# Task instructions
Which lines in the material below contain the word "bare"? Report each of those lines in full.

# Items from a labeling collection
--
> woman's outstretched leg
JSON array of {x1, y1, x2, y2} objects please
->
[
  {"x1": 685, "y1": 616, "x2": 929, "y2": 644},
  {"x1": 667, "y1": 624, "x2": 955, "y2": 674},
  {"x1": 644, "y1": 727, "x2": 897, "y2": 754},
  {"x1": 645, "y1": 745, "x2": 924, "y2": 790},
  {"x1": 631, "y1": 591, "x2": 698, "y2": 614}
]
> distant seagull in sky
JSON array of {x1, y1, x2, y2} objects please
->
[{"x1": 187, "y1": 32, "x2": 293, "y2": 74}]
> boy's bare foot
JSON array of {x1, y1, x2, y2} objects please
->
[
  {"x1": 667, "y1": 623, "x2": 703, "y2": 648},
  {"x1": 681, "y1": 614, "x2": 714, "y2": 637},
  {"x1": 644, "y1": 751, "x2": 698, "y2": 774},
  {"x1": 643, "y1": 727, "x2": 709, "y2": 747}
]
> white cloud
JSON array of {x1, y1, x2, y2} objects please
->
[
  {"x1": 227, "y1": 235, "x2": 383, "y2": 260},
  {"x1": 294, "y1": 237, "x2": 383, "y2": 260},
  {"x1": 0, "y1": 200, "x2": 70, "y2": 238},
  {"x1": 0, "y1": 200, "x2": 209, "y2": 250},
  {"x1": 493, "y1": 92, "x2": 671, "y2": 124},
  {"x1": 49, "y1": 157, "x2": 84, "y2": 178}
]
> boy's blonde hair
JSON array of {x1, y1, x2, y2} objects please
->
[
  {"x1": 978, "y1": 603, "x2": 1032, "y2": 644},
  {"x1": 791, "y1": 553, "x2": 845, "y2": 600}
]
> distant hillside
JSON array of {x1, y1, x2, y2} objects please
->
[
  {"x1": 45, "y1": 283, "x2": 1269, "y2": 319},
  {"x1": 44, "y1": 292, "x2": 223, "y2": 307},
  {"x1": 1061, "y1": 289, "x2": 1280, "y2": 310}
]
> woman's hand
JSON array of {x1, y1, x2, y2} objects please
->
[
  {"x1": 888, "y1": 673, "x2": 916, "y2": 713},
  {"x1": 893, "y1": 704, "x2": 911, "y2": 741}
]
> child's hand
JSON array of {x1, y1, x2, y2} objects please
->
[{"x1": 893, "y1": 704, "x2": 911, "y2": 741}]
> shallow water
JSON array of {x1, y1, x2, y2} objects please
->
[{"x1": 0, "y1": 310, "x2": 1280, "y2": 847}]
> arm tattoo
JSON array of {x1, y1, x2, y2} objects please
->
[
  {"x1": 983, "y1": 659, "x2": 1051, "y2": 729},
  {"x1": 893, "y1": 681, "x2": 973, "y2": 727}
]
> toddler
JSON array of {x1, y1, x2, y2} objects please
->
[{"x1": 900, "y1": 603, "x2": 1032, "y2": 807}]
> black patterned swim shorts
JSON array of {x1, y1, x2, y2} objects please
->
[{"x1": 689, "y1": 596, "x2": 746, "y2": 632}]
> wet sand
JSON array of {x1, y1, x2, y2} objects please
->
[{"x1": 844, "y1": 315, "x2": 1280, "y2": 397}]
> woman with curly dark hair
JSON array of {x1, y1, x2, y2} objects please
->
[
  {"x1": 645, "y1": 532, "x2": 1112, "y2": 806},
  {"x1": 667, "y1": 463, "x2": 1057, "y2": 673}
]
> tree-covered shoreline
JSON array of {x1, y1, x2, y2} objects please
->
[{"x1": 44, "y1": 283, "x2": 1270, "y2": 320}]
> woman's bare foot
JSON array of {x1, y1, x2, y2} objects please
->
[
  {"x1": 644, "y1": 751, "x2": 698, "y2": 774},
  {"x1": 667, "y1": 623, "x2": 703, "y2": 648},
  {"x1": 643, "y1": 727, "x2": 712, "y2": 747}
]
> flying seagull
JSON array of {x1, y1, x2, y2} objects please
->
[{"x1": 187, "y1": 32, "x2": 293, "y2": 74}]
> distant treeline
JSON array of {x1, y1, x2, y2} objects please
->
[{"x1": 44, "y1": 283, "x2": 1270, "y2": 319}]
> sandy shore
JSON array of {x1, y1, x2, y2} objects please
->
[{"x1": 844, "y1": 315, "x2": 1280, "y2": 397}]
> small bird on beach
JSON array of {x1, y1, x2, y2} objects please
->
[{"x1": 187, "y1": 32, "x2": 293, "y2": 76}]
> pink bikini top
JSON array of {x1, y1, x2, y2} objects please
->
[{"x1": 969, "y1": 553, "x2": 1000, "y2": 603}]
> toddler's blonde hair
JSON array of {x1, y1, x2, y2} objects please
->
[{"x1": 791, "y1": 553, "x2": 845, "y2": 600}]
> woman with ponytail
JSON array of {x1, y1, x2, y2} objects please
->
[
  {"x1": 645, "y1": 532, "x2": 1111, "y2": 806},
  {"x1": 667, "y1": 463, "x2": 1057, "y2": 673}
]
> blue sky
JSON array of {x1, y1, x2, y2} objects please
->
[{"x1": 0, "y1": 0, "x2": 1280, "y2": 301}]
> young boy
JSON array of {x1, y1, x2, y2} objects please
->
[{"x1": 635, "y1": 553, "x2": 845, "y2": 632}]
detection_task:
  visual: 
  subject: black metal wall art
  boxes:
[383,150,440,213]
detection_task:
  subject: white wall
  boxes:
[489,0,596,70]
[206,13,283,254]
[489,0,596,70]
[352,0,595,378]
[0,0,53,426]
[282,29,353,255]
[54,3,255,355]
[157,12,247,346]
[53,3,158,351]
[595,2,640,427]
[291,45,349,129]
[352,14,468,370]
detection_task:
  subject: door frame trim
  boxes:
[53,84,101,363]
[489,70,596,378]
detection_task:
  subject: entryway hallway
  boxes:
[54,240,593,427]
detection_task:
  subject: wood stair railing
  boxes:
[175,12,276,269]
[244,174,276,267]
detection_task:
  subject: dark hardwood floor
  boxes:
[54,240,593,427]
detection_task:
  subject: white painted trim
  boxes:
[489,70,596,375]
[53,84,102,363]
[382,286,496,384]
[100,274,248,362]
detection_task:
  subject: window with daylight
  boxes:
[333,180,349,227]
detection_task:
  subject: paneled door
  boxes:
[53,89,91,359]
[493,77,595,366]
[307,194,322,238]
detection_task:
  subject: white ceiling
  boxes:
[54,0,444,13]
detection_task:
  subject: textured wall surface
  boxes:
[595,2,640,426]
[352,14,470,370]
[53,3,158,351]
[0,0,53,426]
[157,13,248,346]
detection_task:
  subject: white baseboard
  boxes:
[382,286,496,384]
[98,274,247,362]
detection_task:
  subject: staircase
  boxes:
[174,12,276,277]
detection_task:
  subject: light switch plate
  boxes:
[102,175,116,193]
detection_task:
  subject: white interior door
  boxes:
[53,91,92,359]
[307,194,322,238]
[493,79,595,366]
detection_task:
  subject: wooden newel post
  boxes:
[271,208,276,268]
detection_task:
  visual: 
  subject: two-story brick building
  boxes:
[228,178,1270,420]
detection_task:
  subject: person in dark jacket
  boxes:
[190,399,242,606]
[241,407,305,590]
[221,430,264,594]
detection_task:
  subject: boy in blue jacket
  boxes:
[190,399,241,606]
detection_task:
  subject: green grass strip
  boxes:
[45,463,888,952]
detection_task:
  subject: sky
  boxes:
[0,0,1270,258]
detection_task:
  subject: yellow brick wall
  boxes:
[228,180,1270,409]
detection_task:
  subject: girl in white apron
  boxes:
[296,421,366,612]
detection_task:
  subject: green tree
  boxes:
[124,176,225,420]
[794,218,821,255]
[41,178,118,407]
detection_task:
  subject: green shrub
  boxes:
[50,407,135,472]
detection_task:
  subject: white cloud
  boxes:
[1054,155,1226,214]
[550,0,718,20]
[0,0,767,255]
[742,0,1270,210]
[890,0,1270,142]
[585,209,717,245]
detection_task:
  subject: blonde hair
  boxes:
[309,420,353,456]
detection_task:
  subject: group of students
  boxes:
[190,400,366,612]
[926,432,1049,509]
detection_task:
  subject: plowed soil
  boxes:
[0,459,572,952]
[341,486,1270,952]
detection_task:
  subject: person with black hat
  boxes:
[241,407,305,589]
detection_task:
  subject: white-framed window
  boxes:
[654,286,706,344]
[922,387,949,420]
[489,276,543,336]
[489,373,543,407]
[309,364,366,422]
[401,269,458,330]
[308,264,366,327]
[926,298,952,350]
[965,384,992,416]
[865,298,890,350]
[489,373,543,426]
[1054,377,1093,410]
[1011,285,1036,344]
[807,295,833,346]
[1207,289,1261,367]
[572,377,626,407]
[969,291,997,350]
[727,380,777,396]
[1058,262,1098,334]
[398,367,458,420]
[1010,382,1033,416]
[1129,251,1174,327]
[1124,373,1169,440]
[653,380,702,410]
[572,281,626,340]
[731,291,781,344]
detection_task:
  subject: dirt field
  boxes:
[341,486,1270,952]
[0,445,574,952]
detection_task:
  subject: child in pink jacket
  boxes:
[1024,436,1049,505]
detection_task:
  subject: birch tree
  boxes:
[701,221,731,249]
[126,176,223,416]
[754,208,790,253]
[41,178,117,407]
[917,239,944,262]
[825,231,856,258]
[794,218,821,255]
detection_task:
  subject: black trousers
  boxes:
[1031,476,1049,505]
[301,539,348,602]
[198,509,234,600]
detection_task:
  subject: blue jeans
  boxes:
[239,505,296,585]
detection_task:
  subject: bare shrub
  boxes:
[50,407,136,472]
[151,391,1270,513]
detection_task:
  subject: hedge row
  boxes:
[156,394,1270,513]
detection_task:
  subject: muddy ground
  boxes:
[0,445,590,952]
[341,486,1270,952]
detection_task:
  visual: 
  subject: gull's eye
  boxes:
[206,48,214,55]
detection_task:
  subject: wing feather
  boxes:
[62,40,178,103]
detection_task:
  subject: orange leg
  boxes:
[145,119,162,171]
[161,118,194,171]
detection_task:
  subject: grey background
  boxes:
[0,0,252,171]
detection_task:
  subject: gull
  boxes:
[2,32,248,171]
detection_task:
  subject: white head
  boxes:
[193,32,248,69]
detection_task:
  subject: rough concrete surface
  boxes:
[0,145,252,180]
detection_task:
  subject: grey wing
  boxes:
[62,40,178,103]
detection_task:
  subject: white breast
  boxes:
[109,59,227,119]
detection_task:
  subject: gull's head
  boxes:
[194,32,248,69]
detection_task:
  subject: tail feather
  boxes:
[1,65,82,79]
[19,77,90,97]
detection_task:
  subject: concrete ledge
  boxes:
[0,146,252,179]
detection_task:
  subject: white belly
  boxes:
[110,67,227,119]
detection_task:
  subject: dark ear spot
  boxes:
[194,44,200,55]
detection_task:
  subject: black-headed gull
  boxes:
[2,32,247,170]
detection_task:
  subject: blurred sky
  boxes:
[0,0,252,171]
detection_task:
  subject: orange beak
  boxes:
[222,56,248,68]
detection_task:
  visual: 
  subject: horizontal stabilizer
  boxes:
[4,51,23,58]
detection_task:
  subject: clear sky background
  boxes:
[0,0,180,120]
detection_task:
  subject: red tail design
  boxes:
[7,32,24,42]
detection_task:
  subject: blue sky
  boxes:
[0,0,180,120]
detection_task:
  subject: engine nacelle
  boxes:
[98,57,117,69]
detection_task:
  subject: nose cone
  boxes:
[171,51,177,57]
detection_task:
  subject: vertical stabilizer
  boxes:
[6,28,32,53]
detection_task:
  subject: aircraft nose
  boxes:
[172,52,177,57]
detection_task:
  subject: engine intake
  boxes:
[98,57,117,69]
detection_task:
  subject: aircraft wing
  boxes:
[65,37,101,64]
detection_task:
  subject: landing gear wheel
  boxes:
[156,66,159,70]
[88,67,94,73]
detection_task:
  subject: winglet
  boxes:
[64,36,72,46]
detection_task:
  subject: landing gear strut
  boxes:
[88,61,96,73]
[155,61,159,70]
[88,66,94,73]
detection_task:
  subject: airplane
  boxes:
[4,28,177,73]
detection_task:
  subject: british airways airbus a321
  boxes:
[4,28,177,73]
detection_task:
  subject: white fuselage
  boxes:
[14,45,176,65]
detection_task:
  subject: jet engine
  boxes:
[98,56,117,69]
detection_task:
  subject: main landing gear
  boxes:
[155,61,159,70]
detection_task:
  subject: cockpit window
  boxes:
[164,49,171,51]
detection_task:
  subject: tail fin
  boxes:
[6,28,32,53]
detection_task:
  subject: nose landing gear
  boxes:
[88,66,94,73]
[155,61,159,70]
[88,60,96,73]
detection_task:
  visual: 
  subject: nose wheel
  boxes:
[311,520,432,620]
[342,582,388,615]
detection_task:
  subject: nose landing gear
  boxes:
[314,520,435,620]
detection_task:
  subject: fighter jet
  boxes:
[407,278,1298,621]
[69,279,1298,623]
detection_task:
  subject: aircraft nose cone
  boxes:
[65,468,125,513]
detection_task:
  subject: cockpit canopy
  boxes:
--
# Answer
> boy's bare foot
> woman's bare foot
  subject: bare shrub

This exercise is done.